— Start of Rows —

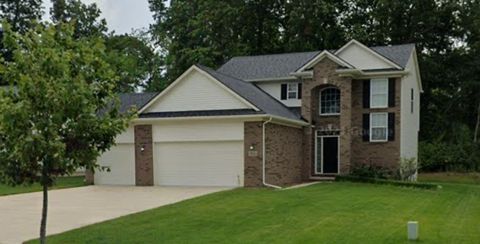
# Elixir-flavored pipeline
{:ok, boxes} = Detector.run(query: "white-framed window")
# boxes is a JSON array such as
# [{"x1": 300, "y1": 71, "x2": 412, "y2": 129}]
[
  {"x1": 370, "y1": 78, "x2": 388, "y2": 108},
  {"x1": 370, "y1": 113, "x2": 388, "y2": 142},
  {"x1": 287, "y1": 83, "x2": 298, "y2": 99},
  {"x1": 319, "y1": 87, "x2": 340, "y2": 115}
]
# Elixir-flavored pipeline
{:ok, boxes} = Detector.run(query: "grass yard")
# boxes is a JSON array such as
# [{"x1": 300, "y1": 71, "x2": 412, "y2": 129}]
[
  {"x1": 0, "y1": 176, "x2": 85, "y2": 196},
  {"x1": 32, "y1": 177, "x2": 480, "y2": 243},
  {"x1": 418, "y1": 172, "x2": 480, "y2": 185}
]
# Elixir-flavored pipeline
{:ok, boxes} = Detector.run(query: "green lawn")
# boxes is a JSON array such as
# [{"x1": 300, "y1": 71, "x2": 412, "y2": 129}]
[
  {"x1": 0, "y1": 176, "x2": 85, "y2": 196},
  {"x1": 31, "y1": 176, "x2": 480, "y2": 243},
  {"x1": 418, "y1": 172, "x2": 480, "y2": 185}
]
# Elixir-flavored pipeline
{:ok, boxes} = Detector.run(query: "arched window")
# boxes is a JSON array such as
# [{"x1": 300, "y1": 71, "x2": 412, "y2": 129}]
[{"x1": 319, "y1": 87, "x2": 340, "y2": 115}]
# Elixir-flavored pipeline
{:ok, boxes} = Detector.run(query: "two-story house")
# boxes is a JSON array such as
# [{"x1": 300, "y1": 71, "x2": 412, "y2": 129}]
[{"x1": 90, "y1": 40, "x2": 422, "y2": 186}]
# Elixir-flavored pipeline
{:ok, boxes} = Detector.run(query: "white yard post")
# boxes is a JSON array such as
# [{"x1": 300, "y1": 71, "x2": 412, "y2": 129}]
[{"x1": 407, "y1": 221, "x2": 418, "y2": 241}]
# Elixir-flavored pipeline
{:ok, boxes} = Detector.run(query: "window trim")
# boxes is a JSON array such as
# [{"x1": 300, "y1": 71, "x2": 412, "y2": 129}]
[
  {"x1": 318, "y1": 87, "x2": 342, "y2": 116},
  {"x1": 370, "y1": 78, "x2": 390, "y2": 108},
  {"x1": 286, "y1": 82, "x2": 298, "y2": 100},
  {"x1": 369, "y1": 112, "x2": 388, "y2": 142},
  {"x1": 410, "y1": 88, "x2": 415, "y2": 114}
]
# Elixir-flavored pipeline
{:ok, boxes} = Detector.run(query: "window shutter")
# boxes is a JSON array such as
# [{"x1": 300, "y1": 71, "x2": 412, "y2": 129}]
[
  {"x1": 363, "y1": 80, "x2": 370, "y2": 108},
  {"x1": 297, "y1": 82, "x2": 302, "y2": 99},
  {"x1": 280, "y1": 84, "x2": 287, "y2": 100},
  {"x1": 388, "y1": 78, "x2": 395, "y2": 107},
  {"x1": 388, "y1": 113, "x2": 395, "y2": 141},
  {"x1": 362, "y1": 114, "x2": 370, "y2": 141}
]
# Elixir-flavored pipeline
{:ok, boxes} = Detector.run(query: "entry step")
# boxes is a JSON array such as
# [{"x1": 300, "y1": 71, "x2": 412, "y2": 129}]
[{"x1": 310, "y1": 176, "x2": 335, "y2": 181}]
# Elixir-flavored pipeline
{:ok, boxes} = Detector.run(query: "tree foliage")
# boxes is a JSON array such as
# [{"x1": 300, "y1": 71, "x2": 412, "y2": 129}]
[
  {"x1": 0, "y1": 22, "x2": 131, "y2": 241},
  {"x1": 105, "y1": 32, "x2": 163, "y2": 92},
  {"x1": 50, "y1": 0, "x2": 108, "y2": 38},
  {"x1": 0, "y1": 0, "x2": 43, "y2": 33}
]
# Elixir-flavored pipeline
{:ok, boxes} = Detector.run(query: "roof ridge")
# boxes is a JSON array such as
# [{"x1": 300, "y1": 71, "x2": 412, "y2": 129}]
[
  {"x1": 368, "y1": 42, "x2": 417, "y2": 48},
  {"x1": 214, "y1": 67, "x2": 302, "y2": 119},
  {"x1": 195, "y1": 64, "x2": 303, "y2": 120},
  {"x1": 227, "y1": 49, "x2": 320, "y2": 59}
]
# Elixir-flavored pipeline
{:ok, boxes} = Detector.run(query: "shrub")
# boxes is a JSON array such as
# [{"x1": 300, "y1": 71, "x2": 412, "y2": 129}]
[{"x1": 350, "y1": 163, "x2": 393, "y2": 179}]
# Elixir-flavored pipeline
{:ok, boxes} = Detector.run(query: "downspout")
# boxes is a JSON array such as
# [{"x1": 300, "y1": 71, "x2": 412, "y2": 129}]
[{"x1": 262, "y1": 117, "x2": 282, "y2": 189}]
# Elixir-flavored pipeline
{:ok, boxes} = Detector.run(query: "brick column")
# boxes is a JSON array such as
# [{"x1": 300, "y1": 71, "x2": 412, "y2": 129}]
[{"x1": 135, "y1": 125, "x2": 153, "y2": 186}]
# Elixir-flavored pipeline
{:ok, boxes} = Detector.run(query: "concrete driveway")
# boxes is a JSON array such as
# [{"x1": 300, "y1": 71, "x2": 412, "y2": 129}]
[{"x1": 0, "y1": 186, "x2": 228, "y2": 243}]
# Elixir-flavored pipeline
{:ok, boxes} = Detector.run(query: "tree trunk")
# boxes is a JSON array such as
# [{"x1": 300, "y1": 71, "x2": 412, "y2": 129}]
[
  {"x1": 473, "y1": 102, "x2": 480, "y2": 143},
  {"x1": 40, "y1": 182, "x2": 48, "y2": 244}
]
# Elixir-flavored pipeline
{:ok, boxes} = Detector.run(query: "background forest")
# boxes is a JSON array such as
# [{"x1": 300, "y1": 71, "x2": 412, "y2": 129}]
[{"x1": 0, "y1": 0, "x2": 480, "y2": 171}]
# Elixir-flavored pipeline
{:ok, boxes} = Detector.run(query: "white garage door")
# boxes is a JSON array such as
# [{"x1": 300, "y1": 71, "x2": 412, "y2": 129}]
[
  {"x1": 94, "y1": 143, "x2": 135, "y2": 185},
  {"x1": 153, "y1": 141, "x2": 243, "y2": 186}
]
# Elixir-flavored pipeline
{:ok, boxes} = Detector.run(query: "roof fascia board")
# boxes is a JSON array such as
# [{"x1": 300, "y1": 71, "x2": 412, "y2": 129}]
[
  {"x1": 294, "y1": 50, "x2": 354, "y2": 73},
  {"x1": 336, "y1": 69, "x2": 409, "y2": 78},
  {"x1": 132, "y1": 114, "x2": 309, "y2": 127},
  {"x1": 335, "y1": 39, "x2": 403, "y2": 69},
  {"x1": 244, "y1": 76, "x2": 298, "y2": 82},
  {"x1": 138, "y1": 65, "x2": 260, "y2": 114}
]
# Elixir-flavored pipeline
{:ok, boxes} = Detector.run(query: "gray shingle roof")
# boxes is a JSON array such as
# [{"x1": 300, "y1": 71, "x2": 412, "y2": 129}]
[
  {"x1": 118, "y1": 92, "x2": 158, "y2": 113},
  {"x1": 218, "y1": 51, "x2": 320, "y2": 80},
  {"x1": 197, "y1": 65, "x2": 301, "y2": 120},
  {"x1": 217, "y1": 44, "x2": 415, "y2": 80}
]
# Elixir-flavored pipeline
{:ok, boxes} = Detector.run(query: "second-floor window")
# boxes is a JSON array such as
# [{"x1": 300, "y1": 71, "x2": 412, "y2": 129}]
[
  {"x1": 280, "y1": 82, "x2": 302, "y2": 100},
  {"x1": 287, "y1": 83, "x2": 298, "y2": 99},
  {"x1": 370, "y1": 113, "x2": 388, "y2": 142},
  {"x1": 370, "y1": 78, "x2": 388, "y2": 108},
  {"x1": 319, "y1": 87, "x2": 340, "y2": 115}
]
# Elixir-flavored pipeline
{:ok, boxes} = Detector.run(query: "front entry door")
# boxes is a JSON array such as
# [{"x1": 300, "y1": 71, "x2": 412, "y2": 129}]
[{"x1": 315, "y1": 136, "x2": 339, "y2": 174}]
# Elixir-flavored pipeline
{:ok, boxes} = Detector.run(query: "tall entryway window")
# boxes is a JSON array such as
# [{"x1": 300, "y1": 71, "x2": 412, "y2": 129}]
[{"x1": 315, "y1": 132, "x2": 340, "y2": 174}]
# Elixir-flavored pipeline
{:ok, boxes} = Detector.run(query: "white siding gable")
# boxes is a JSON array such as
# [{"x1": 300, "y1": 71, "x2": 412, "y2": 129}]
[
  {"x1": 336, "y1": 43, "x2": 394, "y2": 70},
  {"x1": 144, "y1": 69, "x2": 252, "y2": 113},
  {"x1": 400, "y1": 52, "x2": 421, "y2": 159}
]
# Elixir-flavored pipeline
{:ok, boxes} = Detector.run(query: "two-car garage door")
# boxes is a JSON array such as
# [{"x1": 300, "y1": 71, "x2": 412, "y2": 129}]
[
  {"x1": 153, "y1": 120, "x2": 243, "y2": 186},
  {"x1": 95, "y1": 120, "x2": 244, "y2": 186},
  {"x1": 153, "y1": 141, "x2": 243, "y2": 186}
]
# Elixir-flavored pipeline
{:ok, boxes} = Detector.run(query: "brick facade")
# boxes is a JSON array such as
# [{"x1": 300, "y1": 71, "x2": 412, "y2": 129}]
[
  {"x1": 352, "y1": 78, "x2": 401, "y2": 169},
  {"x1": 302, "y1": 59, "x2": 352, "y2": 174},
  {"x1": 301, "y1": 59, "x2": 401, "y2": 176},
  {"x1": 244, "y1": 122, "x2": 304, "y2": 187},
  {"x1": 134, "y1": 125, "x2": 153, "y2": 186}
]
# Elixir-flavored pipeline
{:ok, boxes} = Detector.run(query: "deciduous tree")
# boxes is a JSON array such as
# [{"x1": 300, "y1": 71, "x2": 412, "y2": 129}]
[{"x1": 0, "y1": 23, "x2": 131, "y2": 243}]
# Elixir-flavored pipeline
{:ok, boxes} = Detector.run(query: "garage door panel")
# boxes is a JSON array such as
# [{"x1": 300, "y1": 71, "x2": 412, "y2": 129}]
[
  {"x1": 94, "y1": 143, "x2": 135, "y2": 185},
  {"x1": 154, "y1": 141, "x2": 243, "y2": 186}
]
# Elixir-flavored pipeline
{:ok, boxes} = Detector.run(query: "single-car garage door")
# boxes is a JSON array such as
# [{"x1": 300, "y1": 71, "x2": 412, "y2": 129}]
[{"x1": 154, "y1": 141, "x2": 243, "y2": 186}]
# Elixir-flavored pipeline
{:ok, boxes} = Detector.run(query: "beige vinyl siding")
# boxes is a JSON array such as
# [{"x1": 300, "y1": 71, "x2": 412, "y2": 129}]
[
  {"x1": 400, "y1": 53, "x2": 420, "y2": 158},
  {"x1": 145, "y1": 71, "x2": 251, "y2": 112},
  {"x1": 337, "y1": 44, "x2": 393, "y2": 69}
]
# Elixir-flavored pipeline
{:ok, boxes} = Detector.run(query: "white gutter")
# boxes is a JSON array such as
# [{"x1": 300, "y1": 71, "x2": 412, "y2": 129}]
[
  {"x1": 262, "y1": 117, "x2": 282, "y2": 189},
  {"x1": 290, "y1": 71, "x2": 313, "y2": 78},
  {"x1": 132, "y1": 114, "x2": 309, "y2": 126},
  {"x1": 245, "y1": 76, "x2": 297, "y2": 82}
]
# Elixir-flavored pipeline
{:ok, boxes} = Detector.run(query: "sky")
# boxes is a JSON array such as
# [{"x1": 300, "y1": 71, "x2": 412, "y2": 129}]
[{"x1": 43, "y1": 0, "x2": 153, "y2": 34}]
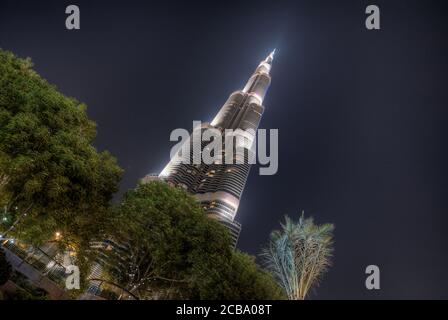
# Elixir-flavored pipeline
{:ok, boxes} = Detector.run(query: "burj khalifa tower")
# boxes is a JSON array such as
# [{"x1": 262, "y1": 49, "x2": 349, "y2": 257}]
[{"x1": 154, "y1": 50, "x2": 275, "y2": 247}]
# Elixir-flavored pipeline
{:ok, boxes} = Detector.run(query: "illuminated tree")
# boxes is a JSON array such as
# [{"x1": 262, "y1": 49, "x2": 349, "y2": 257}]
[{"x1": 262, "y1": 214, "x2": 334, "y2": 300}]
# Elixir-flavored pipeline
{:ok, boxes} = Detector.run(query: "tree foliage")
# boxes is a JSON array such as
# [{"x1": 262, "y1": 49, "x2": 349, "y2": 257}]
[
  {"x1": 0, "y1": 247, "x2": 12, "y2": 286},
  {"x1": 106, "y1": 181, "x2": 282, "y2": 299},
  {"x1": 262, "y1": 214, "x2": 334, "y2": 300},
  {"x1": 0, "y1": 50, "x2": 122, "y2": 250}
]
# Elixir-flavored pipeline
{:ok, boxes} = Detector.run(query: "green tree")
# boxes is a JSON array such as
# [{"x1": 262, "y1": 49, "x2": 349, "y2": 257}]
[
  {"x1": 0, "y1": 50, "x2": 122, "y2": 250},
  {"x1": 102, "y1": 181, "x2": 282, "y2": 299},
  {"x1": 262, "y1": 214, "x2": 334, "y2": 300},
  {"x1": 0, "y1": 247, "x2": 12, "y2": 286}
]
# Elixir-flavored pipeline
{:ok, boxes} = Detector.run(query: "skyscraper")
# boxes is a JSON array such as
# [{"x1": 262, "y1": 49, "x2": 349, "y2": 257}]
[{"x1": 155, "y1": 50, "x2": 275, "y2": 246}]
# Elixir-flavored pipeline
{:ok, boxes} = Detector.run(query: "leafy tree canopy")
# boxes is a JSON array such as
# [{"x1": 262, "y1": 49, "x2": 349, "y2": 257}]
[
  {"x1": 0, "y1": 248, "x2": 12, "y2": 284},
  {"x1": 107, "y1": 181, "x2": 283, "y2": 299},
  {"x1": 0, "y1": 50, "x2": 122, "y2": 250}
]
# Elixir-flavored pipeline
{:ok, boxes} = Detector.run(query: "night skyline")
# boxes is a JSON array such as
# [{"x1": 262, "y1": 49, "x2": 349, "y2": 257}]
[{"x1": 0, "y1": 1, "x2": 448, "y2": 299}]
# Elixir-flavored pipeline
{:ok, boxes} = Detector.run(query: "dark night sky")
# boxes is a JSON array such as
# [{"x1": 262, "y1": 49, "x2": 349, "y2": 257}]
[{"x1": 0, "y1": 0, "x2": 448, "y2": 299}]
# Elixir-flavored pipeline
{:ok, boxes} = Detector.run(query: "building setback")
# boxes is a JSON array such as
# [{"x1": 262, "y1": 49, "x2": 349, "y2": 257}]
[{"x1": 152, "y1": 50, "x2": 275, "y2": 246}]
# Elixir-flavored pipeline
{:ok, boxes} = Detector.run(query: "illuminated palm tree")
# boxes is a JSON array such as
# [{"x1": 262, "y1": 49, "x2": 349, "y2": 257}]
[{"x1": 262, "y1": 213, "x2": 334, "y2": 300}]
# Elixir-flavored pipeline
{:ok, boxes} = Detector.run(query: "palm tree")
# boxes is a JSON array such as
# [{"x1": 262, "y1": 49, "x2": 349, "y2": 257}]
[{"x1": 262, "y1": 213, "x2": 334, "y2": 300}]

— End of Rows —

(Your task):
Extract every line of the rows above that contains the string "illuminated". Case counts, so copy only lines where it appears with that exact capitalization.

(Task answer):
{:ok, boxes} = Detector.run(query: "illuminated tree")
{:ok, boxes} = Detector.run(query: "illuminated palm tree")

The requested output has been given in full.